Aim -
Copy out, exactly as written, only the line containing "Could you please locate the building" and the lines after it through the end of the records.

## Start

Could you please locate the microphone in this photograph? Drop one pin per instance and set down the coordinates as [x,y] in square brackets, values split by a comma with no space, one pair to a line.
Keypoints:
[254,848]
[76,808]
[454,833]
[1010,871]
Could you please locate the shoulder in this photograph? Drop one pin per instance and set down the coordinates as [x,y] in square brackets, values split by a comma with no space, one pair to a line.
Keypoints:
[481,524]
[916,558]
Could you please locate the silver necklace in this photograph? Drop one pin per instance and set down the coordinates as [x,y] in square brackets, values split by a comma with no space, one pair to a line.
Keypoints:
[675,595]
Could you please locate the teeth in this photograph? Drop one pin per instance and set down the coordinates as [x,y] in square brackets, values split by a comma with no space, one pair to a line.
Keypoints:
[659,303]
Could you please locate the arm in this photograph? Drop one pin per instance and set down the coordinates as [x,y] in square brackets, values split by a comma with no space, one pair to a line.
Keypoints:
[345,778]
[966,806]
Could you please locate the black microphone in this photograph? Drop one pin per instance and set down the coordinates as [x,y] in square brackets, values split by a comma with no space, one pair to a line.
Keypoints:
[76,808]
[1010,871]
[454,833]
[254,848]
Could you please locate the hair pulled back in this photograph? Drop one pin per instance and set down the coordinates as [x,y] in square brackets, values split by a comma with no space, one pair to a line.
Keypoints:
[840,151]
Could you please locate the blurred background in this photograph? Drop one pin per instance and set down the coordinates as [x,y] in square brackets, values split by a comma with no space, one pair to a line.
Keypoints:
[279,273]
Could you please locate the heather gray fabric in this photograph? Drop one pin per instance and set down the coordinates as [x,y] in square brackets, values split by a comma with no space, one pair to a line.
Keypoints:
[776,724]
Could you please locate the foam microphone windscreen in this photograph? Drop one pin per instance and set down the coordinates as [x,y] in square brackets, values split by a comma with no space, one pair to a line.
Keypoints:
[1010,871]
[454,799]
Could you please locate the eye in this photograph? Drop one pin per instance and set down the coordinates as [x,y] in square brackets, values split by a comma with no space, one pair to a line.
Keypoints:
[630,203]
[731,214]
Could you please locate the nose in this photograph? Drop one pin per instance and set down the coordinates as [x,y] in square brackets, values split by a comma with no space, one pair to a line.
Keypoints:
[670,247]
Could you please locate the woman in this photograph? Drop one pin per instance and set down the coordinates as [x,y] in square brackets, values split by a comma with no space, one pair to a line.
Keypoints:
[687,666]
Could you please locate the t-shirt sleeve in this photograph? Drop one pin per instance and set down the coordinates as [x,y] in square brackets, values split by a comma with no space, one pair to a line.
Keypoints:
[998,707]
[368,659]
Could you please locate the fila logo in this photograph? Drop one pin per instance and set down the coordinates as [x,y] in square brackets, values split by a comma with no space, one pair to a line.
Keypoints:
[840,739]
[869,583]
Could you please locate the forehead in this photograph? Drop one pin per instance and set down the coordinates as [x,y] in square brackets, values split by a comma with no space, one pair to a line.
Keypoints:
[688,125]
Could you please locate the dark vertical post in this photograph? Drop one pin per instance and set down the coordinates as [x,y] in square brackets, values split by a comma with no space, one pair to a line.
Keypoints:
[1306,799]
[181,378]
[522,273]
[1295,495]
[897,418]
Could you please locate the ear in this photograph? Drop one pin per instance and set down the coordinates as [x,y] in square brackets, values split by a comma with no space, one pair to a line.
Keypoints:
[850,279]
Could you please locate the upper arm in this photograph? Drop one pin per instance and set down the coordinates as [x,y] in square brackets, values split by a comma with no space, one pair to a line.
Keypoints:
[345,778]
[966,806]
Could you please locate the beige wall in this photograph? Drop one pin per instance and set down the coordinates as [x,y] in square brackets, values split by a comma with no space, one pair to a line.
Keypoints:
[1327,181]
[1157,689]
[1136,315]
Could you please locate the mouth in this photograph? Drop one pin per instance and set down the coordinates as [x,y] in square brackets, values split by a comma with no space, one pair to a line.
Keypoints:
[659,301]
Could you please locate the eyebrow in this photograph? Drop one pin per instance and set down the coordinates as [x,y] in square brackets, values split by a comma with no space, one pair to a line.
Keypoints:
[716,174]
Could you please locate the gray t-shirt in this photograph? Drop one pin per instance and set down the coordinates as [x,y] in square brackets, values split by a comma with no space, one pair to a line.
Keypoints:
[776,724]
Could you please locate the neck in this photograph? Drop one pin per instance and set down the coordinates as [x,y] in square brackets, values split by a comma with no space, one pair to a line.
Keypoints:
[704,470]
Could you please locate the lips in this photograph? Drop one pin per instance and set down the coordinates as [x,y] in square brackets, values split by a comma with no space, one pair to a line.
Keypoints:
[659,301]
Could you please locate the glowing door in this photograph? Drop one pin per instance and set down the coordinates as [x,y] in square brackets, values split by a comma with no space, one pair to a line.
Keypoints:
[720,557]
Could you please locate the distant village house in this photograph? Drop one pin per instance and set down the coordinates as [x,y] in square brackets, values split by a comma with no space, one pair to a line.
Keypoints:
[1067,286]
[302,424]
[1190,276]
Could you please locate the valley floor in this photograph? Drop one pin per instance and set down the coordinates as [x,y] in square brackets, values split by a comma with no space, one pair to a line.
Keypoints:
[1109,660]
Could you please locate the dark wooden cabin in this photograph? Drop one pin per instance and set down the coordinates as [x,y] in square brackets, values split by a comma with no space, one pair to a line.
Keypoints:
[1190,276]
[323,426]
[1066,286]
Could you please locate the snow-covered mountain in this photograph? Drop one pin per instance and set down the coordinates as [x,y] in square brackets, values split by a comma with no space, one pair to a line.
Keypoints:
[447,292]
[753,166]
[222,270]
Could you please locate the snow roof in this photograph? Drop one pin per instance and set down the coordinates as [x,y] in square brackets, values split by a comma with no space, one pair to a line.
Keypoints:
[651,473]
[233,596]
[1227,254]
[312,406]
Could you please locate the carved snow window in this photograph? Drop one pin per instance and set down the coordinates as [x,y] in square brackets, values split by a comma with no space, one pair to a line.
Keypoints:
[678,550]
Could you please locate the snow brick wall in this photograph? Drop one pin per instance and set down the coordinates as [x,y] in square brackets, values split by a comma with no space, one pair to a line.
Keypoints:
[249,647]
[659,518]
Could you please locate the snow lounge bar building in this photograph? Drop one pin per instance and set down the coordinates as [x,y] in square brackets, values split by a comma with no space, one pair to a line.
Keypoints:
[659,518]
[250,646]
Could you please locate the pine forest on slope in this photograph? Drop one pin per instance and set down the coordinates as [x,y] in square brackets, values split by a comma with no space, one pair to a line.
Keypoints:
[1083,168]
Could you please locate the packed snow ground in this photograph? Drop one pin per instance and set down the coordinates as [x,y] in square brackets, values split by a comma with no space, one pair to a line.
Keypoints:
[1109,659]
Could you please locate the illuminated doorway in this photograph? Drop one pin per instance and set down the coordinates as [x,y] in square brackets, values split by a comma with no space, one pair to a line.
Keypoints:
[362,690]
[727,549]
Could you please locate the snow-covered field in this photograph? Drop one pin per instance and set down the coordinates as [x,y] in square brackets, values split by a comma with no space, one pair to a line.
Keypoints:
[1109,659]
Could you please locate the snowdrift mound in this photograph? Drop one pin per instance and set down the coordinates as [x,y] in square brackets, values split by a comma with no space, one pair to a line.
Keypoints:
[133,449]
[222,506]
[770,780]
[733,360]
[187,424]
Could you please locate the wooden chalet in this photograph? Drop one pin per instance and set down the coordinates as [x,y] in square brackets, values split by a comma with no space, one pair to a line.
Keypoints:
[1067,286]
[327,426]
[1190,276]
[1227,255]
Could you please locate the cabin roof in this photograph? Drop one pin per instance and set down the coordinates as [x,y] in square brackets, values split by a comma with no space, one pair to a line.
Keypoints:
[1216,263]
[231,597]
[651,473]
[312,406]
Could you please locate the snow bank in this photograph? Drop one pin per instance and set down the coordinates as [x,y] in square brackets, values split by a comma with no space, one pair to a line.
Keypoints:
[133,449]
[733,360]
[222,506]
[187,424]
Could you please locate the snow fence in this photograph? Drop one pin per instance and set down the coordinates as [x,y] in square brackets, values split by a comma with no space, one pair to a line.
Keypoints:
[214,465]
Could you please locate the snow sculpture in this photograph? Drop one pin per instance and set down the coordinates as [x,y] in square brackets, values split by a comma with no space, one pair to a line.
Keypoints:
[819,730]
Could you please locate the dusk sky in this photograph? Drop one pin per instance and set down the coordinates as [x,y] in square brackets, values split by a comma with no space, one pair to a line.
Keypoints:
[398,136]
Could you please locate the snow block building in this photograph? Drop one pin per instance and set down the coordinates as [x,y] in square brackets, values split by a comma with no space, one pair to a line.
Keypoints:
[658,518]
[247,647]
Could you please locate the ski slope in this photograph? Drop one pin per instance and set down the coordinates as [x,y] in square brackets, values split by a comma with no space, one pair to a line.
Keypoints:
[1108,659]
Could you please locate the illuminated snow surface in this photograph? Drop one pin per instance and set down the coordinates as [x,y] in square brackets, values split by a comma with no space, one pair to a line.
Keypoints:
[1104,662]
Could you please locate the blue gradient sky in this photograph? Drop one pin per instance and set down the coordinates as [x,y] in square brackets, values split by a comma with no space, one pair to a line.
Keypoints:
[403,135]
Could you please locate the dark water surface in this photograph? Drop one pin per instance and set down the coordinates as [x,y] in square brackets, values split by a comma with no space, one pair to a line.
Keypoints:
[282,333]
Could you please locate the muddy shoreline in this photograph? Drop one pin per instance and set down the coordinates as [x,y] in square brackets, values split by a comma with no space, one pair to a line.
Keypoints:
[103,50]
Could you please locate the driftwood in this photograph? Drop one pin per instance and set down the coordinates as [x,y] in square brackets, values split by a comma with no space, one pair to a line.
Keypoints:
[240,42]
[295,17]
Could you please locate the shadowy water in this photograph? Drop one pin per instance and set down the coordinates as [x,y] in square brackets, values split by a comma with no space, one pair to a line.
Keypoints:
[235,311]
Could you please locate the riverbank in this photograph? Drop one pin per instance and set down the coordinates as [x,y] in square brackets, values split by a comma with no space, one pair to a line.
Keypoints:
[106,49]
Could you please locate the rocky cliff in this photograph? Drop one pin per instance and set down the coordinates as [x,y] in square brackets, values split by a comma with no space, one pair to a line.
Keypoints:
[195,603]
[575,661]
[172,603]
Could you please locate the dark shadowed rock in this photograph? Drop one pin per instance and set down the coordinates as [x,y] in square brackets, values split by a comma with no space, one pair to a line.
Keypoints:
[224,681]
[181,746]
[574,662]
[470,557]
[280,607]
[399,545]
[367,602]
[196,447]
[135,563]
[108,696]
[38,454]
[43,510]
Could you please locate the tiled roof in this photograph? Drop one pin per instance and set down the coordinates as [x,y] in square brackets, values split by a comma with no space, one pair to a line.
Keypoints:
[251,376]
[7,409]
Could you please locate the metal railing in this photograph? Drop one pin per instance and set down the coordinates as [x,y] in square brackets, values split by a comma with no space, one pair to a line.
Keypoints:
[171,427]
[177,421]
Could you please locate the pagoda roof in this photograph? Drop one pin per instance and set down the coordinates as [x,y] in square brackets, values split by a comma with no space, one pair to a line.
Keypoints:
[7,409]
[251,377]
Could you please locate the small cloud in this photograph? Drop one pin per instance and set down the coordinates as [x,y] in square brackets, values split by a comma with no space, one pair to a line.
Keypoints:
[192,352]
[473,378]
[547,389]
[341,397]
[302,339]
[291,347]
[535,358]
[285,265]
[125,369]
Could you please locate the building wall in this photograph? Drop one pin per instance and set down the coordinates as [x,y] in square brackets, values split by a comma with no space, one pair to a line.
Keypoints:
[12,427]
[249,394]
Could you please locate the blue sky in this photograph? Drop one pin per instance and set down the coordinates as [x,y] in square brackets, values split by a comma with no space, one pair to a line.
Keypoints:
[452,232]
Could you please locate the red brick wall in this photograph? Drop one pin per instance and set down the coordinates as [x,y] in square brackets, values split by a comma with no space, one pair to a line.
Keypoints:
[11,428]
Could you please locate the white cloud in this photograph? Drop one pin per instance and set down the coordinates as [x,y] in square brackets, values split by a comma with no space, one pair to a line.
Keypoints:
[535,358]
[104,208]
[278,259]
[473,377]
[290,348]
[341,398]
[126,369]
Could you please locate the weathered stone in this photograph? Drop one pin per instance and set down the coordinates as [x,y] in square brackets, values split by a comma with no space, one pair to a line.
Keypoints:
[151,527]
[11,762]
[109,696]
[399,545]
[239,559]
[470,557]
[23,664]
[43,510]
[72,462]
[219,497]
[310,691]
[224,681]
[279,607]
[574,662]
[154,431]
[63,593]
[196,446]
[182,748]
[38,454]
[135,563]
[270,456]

## End

Result of this exercise -
Could you please locate the building wall in this photograph? Drop one pin per instance and set down the coordinates as [x,y] in square brackets, values split by a comma with no space, one pair to a line.
Keypoints:
[12,427]
[249,394]
Could you please locate the blue sky in this photograph? Drop one pin per instance and set down the coordinates as [x,y] in square brackets, values split by a comma with no space, one pair to a line.
Keypoints:
[452,232]
Could you please locate the red brick wall in this photograph? Drop one pin per instance and set down the coordinates as [x,y] in square brackets, values split by a comma with no space, one pair to a line.
Keypoints:
[11,428]
Could you please locate the white cloud in this photograph? Drop one pin per instance and set down the coordinates as [x,y] in square brackets, values split by a comma with no space, one pair to a line.
Keypoints:
[535,358]
[104,208]
[278,259]
[473,377]
[290,348]
[341,398]
[126,369]
Could you please locate the weathered stone in this photograph? Drop one pin per instance and set down the coordinates as [x,y] in square brackets, values split by a comma with no space, one pair to a line.
Keypoints:
[151,527]
[11,762]
[109,696]
[399,545]
[239,559]
[470,557]
[23,664]
[43,510]
[72,462]
[219,497]
[310,691]
[224,681]
[279,607]
[574,662]
[154,431]
[63,593]
[196,446]
[182,748]
[38,454]
[135,563]
[270,456]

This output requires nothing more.